**What is needed**
Reproduce all entries precisely, down to the last character.

═════ Input rows ═════

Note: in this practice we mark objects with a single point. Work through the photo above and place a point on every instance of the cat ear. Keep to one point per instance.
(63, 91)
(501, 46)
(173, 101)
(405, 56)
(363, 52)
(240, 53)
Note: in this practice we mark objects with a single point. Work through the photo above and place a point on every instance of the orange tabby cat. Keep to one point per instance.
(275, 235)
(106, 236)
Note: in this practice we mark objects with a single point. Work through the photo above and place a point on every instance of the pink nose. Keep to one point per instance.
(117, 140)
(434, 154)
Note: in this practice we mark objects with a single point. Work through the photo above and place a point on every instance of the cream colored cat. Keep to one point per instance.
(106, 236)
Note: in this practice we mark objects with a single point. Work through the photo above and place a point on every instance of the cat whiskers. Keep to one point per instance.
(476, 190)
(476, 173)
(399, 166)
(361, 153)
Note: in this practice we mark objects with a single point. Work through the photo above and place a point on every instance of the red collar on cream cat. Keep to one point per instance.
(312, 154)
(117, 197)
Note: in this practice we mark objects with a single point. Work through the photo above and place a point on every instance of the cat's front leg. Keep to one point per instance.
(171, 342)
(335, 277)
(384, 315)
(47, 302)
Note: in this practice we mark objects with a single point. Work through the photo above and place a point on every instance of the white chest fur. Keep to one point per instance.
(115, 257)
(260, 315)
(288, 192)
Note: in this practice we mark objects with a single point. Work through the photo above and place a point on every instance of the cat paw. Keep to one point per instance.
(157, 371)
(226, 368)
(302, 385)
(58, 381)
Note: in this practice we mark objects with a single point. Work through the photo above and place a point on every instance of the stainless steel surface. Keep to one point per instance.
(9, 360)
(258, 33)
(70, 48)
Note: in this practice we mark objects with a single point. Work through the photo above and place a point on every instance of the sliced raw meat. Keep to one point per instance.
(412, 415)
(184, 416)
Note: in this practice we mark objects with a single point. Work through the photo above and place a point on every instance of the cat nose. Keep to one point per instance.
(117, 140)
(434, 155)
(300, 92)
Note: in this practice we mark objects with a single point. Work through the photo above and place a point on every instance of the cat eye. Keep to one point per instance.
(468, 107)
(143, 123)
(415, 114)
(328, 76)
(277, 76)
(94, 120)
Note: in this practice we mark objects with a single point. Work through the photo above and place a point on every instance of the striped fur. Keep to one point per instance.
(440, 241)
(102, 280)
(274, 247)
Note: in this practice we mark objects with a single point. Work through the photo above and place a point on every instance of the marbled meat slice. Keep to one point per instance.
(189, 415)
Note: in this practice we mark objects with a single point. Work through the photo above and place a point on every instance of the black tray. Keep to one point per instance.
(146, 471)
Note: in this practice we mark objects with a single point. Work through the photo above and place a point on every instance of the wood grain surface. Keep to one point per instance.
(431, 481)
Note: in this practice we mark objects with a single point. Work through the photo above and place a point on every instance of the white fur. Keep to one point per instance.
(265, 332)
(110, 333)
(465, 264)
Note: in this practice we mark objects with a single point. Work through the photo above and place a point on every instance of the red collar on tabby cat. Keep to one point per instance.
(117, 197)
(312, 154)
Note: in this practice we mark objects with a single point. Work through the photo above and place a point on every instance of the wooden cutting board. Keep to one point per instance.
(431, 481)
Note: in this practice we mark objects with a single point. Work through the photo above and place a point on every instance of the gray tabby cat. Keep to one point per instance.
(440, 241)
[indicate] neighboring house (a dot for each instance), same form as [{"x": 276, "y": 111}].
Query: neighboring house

═════

**Result of the exercise**
Note: in this practice we mark objects with a single point. Work through the photo above and place a point on every instance of the cat ear. Keep to one point per instance.
(63, 91)
(501, 46)
(173, 101)
(405, 56)
(363, 52)
(240, 53)
Note: in this practice we mark objects with a single point. Work through the photo above and place a point on every instance of the orange tabby cat. Keep to one point per instance.
(275, 235)
(106, 236)
Note: in this practice we mark objects with a single point. Work through the photo above and place a point on every instance of the pink nose. Keep to one point per instance.
(117, 140)
(434, 154)
Note: in this practice we mark objects with a single point. Work through the photo above and place a point on every instance of the cream colored cat. Keep to one point per instance.
(106, 236)
Note: in this practice we mark objects with a single point. Work through the photo above and place a point on every instance of the cat whiskers. Keep to one point per instance.
(476, 190)
(476, 173)
(399, 166)
(361, 153)
Note: in this practice we mark objects with a single point. Work through the photo above and place a point on every instance of the red collar on cream cat. Keep to one point per instance.
(312, 154)
(117, 197)
Note: in this practice we mark objects with a single point. Work through the photo above and place a point on every instance of the cat's front leg. Keep to one point per instance.
(171, 342)
(335, 277)
(384, 315)
(47, 302)
Note: in this practice we mark objects with a single point. Work through the photo above and place a point on every instance of the white chest fur. Keep to one point per instance.
(115, 257)
(260, 315)
(288, 192)
Note: in this practice we mark objects with a single point. Work through the photo above and place a point on every instance of the cat paw. Keep to one point per instance.
(157, 371)
(226, 368)
(302, 385)
(58, 381)
Note: in this practice we mark objects with a single point. Work through the photo above and place a point on every instance of the stainless steel surface. Keep to one point per instance.
(9, 360)
(258, 33)
(70, 48)
Note: in this practice we mark objects with a single point. Work through the photo above and place a point on every instance of the sliced raw meat. Keep to one point per instance.
(412, 415)
(184, 416)
Note: in this practice we mark objects with a single point. Work through the photo above and place a point on every instance of the cat nose. Keep to one point per instance.
(117, 140)
(434, 155)
(300, 92)
Note: in this practice we mark objects with a single point. Work through the photo above and place a point on every instance of the cat eye. Keep to one point per instance.
(468, 107)
(143, 123)
(415, 114)
(328, 76)
(277, 76)
(94, 120)
Note: in this practice we mark objects with a single point. Work through the photo above and place a point on every instance of the striped fur. Keep to one point per instance.
(440, 241)
(102, 280)
(274, 247)
Note: in this practice we mark objects with a single point. Work through the photo above and place a point on every instance of the marbled meat slice. Keep to one point per instance.
(189, 415)
Note: in this practice we mark objects with a single point. Work through the photo above and place a point on every instance of the black tray. Keep to one point per instance.
(146, 471)
Note: in this practice we mark objects with a single point. Work through the photo above and place a point on every instance of the wood grain surface. Keep to one point per instance.
(431, 481)
Note: in this practice we mark objects with a single point. Work through the photo above and place a point on every instance of the white fur. Keep to one point per instance.
(265, 332)
(110, 333)
(465, 264)
Note: in this practice we mark objects with a single point. Work through the photo above and place a point on every instance of the red collar on tabby cat. Keep to one point per instance.
(117, 197)
(312, 154)
Note: in this practice we mark objects with a single point. Work through the photo above and place a point on every instance of the wooden cutting board. Keep to one point per instance.
(431, 481)
Note: in this practice we mark objects with a single point. Work through the photo above and place a point on every instance of the gray tabby cat. Keep to one point per instance.
(440, 241)
[indicate] neighboring house (a dot for each instance), same form as [{"x": 276, "y": 111}].
Query: neighboring house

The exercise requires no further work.